Location labeling records:
════

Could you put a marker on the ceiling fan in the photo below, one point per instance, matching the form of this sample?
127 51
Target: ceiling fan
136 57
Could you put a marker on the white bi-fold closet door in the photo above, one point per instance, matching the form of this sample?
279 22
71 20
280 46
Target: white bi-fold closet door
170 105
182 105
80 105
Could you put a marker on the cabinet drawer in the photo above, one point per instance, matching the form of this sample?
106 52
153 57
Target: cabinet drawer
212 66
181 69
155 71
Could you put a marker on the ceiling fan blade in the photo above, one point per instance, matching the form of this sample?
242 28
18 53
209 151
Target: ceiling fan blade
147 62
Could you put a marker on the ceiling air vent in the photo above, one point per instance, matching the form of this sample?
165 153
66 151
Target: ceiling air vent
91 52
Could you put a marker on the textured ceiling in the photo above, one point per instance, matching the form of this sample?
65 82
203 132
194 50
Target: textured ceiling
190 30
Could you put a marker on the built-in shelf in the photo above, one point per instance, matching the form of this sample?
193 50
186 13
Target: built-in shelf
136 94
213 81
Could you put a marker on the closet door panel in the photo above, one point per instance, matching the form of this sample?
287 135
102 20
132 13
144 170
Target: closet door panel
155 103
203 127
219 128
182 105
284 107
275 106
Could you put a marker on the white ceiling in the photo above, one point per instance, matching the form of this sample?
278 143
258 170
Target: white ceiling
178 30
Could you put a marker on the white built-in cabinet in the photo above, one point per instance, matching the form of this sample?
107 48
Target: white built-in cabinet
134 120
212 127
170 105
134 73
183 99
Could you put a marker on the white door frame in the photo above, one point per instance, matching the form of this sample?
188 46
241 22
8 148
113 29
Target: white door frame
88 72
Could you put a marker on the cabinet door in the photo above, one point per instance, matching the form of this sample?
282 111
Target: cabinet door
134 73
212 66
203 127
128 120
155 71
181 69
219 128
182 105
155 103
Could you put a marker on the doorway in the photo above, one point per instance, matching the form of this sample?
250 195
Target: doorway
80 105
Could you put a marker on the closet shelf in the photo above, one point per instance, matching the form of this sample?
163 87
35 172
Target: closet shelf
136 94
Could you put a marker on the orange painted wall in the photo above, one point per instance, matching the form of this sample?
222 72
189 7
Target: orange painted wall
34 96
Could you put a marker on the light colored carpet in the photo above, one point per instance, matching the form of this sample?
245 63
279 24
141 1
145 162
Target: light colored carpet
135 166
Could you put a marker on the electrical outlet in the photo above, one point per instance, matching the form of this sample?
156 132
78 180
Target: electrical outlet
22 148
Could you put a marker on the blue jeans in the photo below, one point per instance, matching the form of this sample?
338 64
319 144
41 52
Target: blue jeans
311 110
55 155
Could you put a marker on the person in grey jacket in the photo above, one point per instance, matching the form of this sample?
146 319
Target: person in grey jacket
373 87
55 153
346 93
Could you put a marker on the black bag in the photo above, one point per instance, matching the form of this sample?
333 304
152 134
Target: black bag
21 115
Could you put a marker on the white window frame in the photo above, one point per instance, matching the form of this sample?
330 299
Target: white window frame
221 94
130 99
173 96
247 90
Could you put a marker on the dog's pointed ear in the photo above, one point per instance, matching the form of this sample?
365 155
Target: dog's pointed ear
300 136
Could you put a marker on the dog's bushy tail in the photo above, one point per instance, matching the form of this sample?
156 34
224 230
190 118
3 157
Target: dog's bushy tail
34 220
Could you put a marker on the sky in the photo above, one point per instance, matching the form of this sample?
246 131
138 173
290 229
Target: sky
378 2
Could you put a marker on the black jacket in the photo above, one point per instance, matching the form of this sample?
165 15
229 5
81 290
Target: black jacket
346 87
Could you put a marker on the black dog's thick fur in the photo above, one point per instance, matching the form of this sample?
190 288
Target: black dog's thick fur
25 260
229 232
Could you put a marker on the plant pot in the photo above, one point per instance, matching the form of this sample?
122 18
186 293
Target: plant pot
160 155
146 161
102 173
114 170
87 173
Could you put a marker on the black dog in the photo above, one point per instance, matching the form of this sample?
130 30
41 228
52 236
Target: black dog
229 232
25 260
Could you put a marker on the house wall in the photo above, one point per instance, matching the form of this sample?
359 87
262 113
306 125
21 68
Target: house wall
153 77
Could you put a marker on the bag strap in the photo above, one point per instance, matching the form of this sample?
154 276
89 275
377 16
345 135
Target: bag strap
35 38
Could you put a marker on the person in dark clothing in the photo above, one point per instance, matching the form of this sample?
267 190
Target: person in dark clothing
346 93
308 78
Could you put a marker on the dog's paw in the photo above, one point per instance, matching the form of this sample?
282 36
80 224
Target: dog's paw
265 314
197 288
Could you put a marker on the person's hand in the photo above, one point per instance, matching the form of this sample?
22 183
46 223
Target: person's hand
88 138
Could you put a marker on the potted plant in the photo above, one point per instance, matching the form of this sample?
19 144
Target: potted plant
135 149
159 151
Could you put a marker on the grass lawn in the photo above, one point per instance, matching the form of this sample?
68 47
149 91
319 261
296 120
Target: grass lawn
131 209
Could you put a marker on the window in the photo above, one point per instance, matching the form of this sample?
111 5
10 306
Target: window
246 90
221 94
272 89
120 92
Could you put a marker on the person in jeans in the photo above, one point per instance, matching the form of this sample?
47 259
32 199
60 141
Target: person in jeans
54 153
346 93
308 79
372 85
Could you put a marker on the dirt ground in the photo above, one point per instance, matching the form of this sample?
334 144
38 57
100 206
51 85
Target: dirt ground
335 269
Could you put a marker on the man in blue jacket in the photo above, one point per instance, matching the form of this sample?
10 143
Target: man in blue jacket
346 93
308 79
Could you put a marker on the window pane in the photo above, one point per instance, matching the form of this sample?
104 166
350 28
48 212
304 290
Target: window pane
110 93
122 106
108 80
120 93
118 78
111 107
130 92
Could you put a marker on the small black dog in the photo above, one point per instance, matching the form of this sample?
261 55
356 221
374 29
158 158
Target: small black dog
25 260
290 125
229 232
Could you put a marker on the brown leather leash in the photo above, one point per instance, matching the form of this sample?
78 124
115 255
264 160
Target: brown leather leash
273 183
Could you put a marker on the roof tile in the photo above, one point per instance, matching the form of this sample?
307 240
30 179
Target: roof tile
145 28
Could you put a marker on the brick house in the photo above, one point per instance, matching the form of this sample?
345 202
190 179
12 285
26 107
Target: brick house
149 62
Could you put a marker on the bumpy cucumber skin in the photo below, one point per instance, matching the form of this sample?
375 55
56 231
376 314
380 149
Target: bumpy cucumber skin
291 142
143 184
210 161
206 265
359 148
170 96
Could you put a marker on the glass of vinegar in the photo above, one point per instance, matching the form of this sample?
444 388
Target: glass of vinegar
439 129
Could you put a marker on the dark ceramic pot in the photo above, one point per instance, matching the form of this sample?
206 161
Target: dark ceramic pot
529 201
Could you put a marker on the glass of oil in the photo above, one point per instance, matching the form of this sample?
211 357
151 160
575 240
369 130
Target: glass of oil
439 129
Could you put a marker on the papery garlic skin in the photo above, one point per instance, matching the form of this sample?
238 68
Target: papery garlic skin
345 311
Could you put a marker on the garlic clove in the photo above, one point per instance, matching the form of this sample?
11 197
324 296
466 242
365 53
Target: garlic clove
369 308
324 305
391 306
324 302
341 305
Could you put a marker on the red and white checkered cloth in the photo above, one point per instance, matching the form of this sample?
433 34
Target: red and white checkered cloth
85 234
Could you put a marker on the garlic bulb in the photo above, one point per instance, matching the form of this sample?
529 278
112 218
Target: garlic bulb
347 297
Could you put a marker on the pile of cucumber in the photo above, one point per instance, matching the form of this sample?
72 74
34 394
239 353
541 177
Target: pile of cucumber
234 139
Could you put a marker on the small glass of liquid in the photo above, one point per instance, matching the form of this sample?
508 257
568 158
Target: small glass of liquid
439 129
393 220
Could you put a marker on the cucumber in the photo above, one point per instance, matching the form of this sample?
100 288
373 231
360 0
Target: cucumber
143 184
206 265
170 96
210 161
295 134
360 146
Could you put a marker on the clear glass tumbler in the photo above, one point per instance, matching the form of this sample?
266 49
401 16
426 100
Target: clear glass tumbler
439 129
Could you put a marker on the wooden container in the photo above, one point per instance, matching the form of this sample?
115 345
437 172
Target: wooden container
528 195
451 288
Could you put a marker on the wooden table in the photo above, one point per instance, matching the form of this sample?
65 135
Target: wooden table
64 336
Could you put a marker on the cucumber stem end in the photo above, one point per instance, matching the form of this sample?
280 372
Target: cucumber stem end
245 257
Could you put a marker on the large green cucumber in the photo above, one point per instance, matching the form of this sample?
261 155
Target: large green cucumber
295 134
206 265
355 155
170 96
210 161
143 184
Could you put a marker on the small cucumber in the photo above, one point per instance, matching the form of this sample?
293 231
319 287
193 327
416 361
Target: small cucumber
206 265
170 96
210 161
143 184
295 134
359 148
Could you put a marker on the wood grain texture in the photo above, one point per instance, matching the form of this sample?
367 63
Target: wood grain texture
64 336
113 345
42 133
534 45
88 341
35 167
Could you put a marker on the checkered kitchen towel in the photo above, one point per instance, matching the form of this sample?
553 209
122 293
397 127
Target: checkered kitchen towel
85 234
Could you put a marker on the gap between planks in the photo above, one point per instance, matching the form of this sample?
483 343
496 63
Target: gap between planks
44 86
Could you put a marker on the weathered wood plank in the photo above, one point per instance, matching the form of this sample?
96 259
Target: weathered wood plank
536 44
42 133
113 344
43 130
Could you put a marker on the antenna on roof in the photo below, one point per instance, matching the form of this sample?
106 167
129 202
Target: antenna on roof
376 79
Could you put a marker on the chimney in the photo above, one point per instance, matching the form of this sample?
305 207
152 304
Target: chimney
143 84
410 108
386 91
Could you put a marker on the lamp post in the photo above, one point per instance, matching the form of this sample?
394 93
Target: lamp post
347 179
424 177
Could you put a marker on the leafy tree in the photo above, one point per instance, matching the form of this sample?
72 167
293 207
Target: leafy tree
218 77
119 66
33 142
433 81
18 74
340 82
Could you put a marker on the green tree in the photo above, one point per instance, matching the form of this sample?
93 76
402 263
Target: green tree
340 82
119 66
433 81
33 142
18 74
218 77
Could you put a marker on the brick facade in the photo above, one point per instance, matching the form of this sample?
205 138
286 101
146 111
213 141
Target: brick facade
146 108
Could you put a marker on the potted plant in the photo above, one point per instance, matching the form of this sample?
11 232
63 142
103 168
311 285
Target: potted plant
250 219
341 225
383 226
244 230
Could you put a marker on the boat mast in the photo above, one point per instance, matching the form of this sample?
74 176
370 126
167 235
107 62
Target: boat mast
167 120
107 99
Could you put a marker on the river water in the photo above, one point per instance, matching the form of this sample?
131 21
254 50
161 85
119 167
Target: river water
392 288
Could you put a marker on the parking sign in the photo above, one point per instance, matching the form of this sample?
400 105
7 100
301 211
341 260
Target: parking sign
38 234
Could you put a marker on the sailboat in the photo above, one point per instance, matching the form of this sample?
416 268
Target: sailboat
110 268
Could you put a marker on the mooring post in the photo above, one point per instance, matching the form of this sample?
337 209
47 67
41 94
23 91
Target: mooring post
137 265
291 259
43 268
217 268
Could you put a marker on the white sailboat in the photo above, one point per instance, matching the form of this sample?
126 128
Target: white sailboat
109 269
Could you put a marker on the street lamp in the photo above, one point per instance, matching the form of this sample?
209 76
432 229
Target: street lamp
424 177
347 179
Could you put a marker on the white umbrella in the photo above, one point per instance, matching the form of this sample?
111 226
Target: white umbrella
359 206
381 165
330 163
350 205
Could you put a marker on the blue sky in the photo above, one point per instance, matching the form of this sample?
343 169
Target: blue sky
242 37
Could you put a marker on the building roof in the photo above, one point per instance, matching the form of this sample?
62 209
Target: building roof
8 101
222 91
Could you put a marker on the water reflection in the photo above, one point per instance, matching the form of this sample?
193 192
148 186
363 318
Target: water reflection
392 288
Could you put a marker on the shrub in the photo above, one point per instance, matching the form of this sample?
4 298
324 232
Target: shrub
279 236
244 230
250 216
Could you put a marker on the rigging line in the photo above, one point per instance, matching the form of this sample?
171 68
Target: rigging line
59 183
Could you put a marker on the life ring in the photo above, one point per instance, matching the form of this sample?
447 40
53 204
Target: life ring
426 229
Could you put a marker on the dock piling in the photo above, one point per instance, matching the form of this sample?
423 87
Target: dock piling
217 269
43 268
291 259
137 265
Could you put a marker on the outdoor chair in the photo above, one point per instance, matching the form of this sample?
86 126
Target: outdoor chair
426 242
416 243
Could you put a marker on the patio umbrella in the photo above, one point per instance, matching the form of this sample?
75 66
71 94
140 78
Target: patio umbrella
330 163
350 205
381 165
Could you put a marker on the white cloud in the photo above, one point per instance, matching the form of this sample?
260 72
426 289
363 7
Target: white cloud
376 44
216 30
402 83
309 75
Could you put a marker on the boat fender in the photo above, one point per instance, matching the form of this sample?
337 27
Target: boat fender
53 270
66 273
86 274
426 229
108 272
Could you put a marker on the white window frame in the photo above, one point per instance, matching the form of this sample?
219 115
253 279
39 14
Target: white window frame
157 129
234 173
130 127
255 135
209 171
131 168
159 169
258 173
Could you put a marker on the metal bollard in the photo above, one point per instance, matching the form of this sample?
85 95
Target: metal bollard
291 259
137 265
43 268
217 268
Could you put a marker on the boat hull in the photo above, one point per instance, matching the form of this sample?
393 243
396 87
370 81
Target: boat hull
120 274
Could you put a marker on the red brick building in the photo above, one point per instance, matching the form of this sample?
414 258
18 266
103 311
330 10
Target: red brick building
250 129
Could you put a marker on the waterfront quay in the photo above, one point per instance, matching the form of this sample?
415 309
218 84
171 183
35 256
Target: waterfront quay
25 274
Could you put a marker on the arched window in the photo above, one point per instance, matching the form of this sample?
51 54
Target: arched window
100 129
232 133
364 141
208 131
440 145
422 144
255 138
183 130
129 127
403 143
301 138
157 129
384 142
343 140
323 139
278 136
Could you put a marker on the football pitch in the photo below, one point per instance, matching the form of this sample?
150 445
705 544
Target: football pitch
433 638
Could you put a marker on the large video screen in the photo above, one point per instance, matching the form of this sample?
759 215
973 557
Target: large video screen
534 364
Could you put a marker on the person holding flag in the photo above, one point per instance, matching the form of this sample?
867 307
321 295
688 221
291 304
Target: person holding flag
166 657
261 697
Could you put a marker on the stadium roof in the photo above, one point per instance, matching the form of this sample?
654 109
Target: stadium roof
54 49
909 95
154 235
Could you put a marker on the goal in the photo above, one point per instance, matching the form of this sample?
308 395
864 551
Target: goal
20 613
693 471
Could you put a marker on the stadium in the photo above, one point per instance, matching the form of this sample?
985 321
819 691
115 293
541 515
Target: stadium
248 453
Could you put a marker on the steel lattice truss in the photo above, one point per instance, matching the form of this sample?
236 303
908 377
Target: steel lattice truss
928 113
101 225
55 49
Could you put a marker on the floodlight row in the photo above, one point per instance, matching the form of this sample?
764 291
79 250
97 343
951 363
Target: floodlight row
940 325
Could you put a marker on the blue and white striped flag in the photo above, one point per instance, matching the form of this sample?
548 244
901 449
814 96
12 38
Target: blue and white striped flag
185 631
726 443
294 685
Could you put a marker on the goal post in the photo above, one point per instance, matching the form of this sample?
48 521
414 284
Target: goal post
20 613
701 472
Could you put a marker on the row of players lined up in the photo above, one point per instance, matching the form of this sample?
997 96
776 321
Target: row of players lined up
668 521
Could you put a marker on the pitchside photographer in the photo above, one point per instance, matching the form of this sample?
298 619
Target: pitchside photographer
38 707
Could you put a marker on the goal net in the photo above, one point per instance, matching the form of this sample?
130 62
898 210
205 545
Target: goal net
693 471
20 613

════

[WRITTEN EXERCISE]: What needs duplicating is the run of lines from the one containing "Could you put a marker on the blue and" through the last line of the entries above, exact and complete.

[PROBLEM SOLUTION]:
Could you put a marker on the blue and white striped flag in the photo above, one point per instance, matching the form of this sample?
548 244
901 449
814 96
12 38
Target: blue and white striped flag
185 631
726 443
294 685
Could you put a marker on the goal post in the photo above, one point per instance, matching the form of this sample?
48 521
414 284
Target: goal post
20 613
701 472
Could you put a marker on the row of players lined up in the photo above, one point per instance, matching the form of this sample?
997 96
776 321
Target: row of players lined up
668 521
Could you put a marker on the pitchside photographer in the photo above, one point per instance, matching the form of this sample?
298 619
Target: pitchside photographer
38 707
Could you put a marker on the goal net in the photo above, one point per instance, matching the form of this sample?
130 62
898 210
205 545
Target: goal net
693 471
20 613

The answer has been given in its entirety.